**What you should do**
Answer the following from the passage on machine tool controls.
1. Which control was on the '79 Mazak that was recently scrapped?
2. Which Fanuc series followed the 5 series?
3. How old is the DL20 MC?

I would recommend something with a Fanuc control, they have to be hands down the most popular and you can easily find electronic parts and support going back to models that are over 40 years old. There are people on PM still running the 3T's and those things go back to the mid 70's.

I have a Mori and an Okuma, both with 3T controls. The 3T was actually a later control. I think it came out in '84 or '85. The '79 Mazak I recently scrapped was a 5T control which was one of their first I think. The 5t had no screen, the display was pretty useless when running from memory and the one tricky part was it used no decimal points. I learned to read every number right to left.

The 6, 3, 10, 11, 15, are all reasonably modern controls that program mostly like the new stuff. Or maybe you could say the new stuff programs just like the old stuff did it since the early fanuc controls kinda established what we see as normal today.

I wouldn't hesitate to own a mits control, Mazak or otherwise. Mitsubishi tech support is exceptional and FREE. Mitsubishi parts are also pretty cheap used. A lot of machines used the same modules so there's a pretty big supply of older stuff it seems.
 
Garwood is correct. The 5 is older than the 3 Not a lot of reason in the numbering scheme used by Fanuc. The 6 series is what followed the 5 series. Then the 3 was brought out as a cheaper control than the 6. There was a Fanuc 7 and 9 control too. They were part of a joint venture with Siemens and like most Siemens stuff. not very good reliability compared to the real Fanuc models. Prior to the 5 was the 2000 for lathes and the 3000 for mills. Even earlier was a 20 and 200. Never saw one of those outside of the Fanuc factory museum in Japan but spent a fair bit of time on a 2000 and a small amount of time on a 3000. Cool stuff in the day. First time I saw a 6 with a CRT, I thought how can it get any better than this!
 
We have a DL20 MC. It was the first machine I bought 15 years ago. It's still going strong and is in production every day. The slideways look like brand new. It's an absolute workhorse. It does automatic pickup from spindle 1 to spindle 2. We regularly hold +/- .007 mm. It's a serious piece of kit.
It's 27 years old now. I've never had a problem getting parts for it, though I've never really had to.
The only problems I have had have been the live tooling drive bearings, which are standard parts you can buy anywhere, but a complete pain to change.
Take a look at the components they are making with it. But at $6000 it's the same as free. With due diligence, I'd buy it immediately if I were in the states.

(Region pointing data)
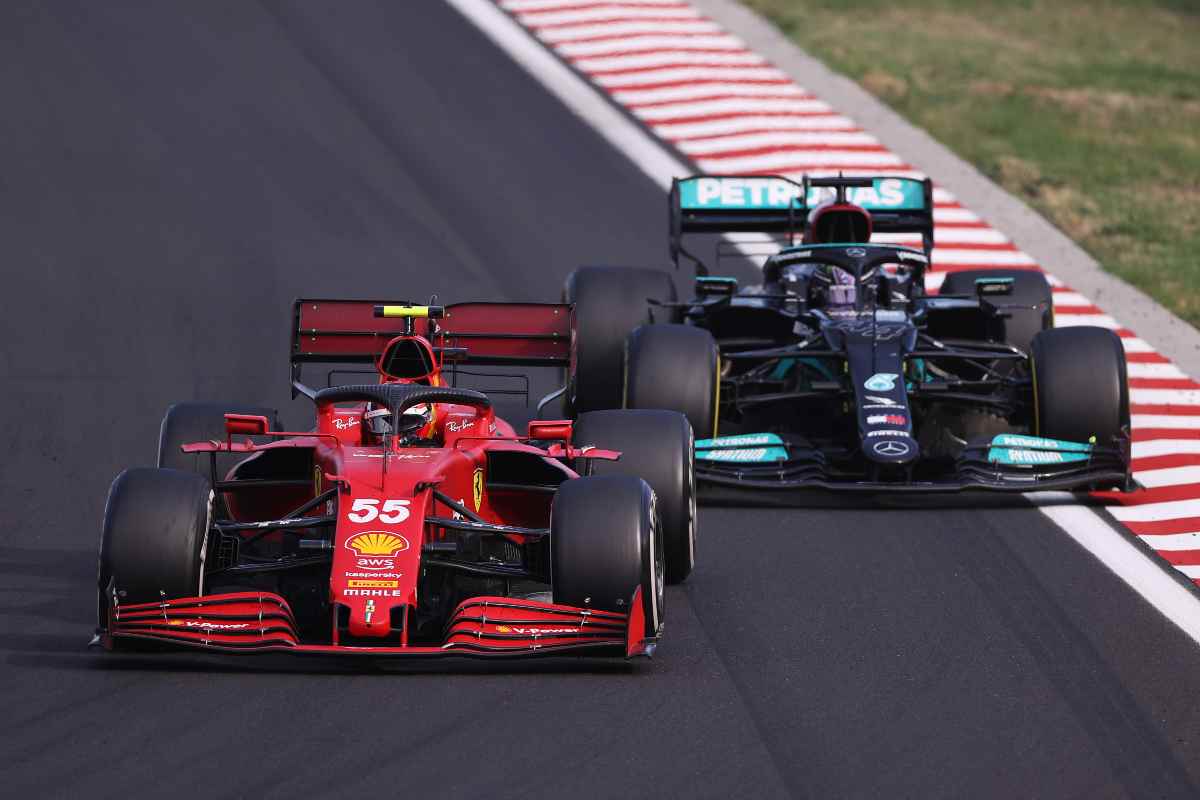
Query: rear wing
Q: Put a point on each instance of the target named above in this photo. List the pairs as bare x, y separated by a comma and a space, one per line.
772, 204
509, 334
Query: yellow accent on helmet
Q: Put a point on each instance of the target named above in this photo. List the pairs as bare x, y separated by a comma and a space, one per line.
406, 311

**Answer to this exercise**
1. A 5T control.
2. The 6 series.
3. 27 years old.